Dataset records
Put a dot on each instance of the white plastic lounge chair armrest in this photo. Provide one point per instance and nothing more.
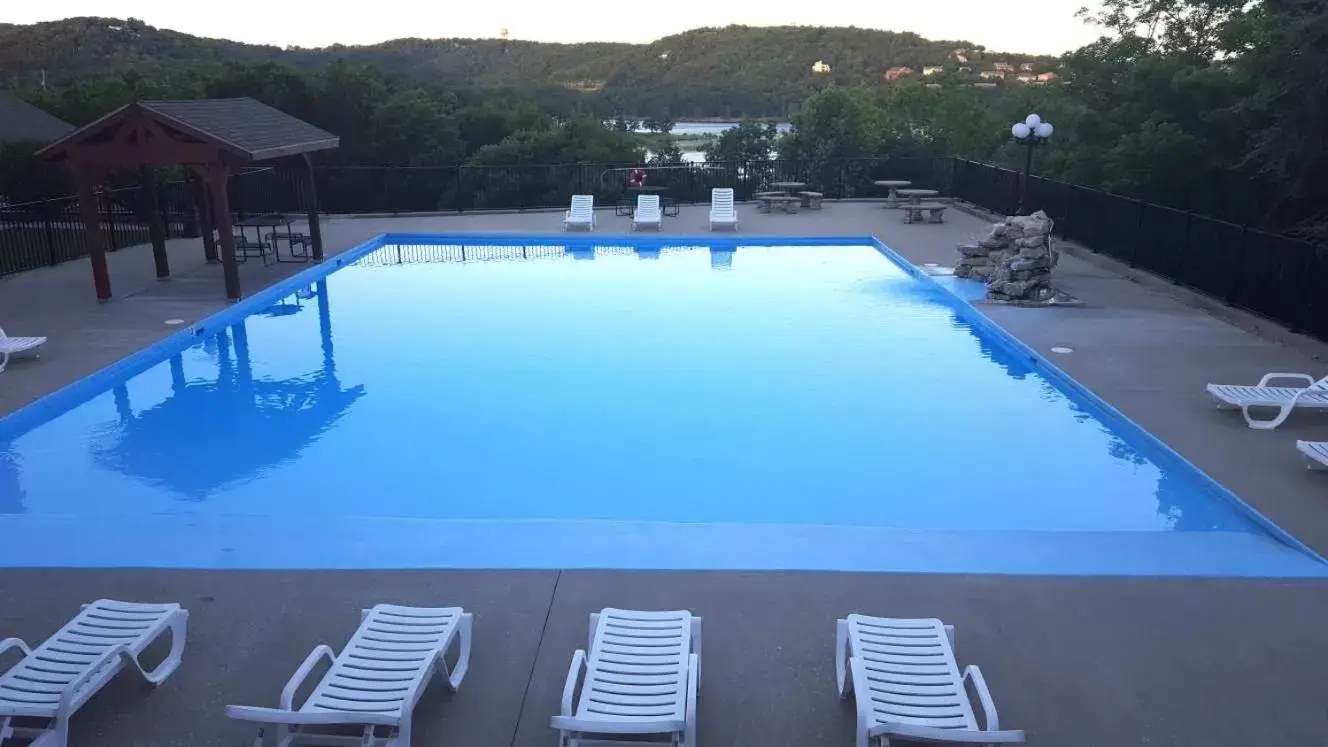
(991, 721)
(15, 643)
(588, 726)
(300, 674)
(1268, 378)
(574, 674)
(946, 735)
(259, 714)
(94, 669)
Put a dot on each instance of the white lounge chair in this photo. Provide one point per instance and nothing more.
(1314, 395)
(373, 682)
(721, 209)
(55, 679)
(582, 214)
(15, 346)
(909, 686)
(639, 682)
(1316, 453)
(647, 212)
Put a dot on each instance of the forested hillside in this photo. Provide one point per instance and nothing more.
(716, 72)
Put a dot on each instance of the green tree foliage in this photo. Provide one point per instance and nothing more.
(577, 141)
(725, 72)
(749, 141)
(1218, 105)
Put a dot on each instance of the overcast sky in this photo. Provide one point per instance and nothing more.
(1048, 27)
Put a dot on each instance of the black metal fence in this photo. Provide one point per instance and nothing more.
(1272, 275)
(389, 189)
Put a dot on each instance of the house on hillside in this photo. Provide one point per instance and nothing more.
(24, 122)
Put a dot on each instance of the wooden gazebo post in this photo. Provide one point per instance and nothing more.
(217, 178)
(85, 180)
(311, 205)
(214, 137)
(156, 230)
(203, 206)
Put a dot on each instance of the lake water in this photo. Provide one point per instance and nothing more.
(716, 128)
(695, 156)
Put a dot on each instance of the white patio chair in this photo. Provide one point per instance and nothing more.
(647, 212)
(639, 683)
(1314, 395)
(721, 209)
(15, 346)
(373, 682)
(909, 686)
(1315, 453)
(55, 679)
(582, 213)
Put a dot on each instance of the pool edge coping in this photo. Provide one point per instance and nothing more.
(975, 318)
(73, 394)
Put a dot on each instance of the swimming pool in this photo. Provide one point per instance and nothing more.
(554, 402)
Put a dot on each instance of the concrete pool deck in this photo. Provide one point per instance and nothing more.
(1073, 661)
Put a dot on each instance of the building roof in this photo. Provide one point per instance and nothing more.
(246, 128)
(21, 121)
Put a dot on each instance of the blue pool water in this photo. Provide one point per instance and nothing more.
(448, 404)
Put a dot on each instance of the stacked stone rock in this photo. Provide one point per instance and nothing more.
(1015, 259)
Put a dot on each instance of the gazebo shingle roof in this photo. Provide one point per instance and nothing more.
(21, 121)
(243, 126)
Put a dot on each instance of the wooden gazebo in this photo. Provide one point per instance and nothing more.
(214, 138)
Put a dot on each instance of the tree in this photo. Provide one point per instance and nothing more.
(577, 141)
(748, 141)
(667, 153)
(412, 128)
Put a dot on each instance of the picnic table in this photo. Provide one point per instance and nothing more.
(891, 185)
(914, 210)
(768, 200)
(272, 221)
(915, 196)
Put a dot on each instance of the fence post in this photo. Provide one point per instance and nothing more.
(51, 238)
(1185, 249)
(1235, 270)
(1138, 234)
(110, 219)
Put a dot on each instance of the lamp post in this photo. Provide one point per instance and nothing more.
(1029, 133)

[Your instructions]
Copy the records word for word and line by line, leaving out the pictures.

[Exercise result]
Put a dot on each instance of the white plastic lounge chair armrest in this photo. Provide one point per instance and nothing more.
(991, 721)
(15, 643)
(588, 726)
(300, 674)
(1268, 378)
(574, 674)
(946, 735)
(259, 714)
(94, 669)
Put a dot on each instance of the white lounge chair in this photo. Provide one point per instance and nothing more.
(1314, 395)
(373, 682)
(721, 209)
(55, 679)
(582, 214)
(15, 346)
(909, 686)
(639, 682)
(1316, 453)
(647, 212)
Put a dot on each instance of the forested hillside in this photo. Provide one point per instance and nothing more.
(716, 72)
Put a dot on each instance of the green tree foliage in this photo. Provide one point per instance and nothing more.
(577, 141)
(725, 72)
(749, 141)
(1218, 105)
Put a dot on each instance of the overcast sky in this photo. Provide one point per instance and nothing more.
(1048, 27)
Put a dot on each instance of the black metal fence in this photo. Provide one point per instance and nothing more.
(1272, 275)
(389, 189)
Put a dot on each instance of the house on hillside in this photo. Provide one point per instance and nothing more.
(24, 122)
Put a dot on each instance of the wooden gazebo post in this photo. Provide one point per instance and nothing more.
(217, 178)
(85, 180)
(311, 205)
(214, 137)
(156, 230)
(203, 206)
Put a dot on each instance of the lake water in this photo. Provide one point per instance and nothing more.
(716, 128)
(695, 156)
Put a dot on each instance of the white patio chair in this photo. Provide one point per instance and nothing more.
(647, 212)
(639, 683)
(1314, 395)
(721, 209)
(15, 346)
(373, 682)
(909, 686)
(1315, 453)
(55, 679)
(582, 213)
Put a dot on each instance of the pool edge coping in this photo. Provide one point per instance and nothing more.
(975, 318)
(73, 394)
Put a dot on each instance of the swimming pool in this photo. Provide one point per instance and nothing more.
(554, 402)
Put a dot on each instance of the concrete pool deck in this photo. Provide one point per instance and nothing more.
(1073, 661)
Put a dot on each instance of the building roof in this photo. Provide one point per instance and nothing more.
(246, 128)
(21, 121)
Put a dot on each instance of the blue pool water in this photo. Provide one point per instance and nothing more.
(448, 404)
Put a dot on each instance of the stacked stone rock in this photo. Provide one point per instance and nothing more.
(1015, 259)
Put a dot on each instance of the gazebo shingle roof in this photo. Provide one point per instance and nothing more.
(21, 121)
(243, 126)
Put a dot on each instance of the wooden gazebo in this photo. Provide one point per instance and nothing more.
(214, 138)
Put a dot on each instance of the tree in this photo. Provide one point per instance and nothing more.
(577, 141)
(748, 141)
(667, 153)
(412, 128)
Put a dot on each instance of the picnic table in this photo. Provide one point per instance and nothing more.
(891, 185)
(914, 210)
(768, 200)
(272, 221)
(915, 196)
Put a dot on each instance of the fence post in this photo. Provide one point per instance and nothing more.
(51, 238)
(1185, 249)
(1235, 270)
(1138, 234)
(110, 219)
Put a dot on each instance of the lamp post in this photo. Provide one point per instance and nothing more.
(1029, 133)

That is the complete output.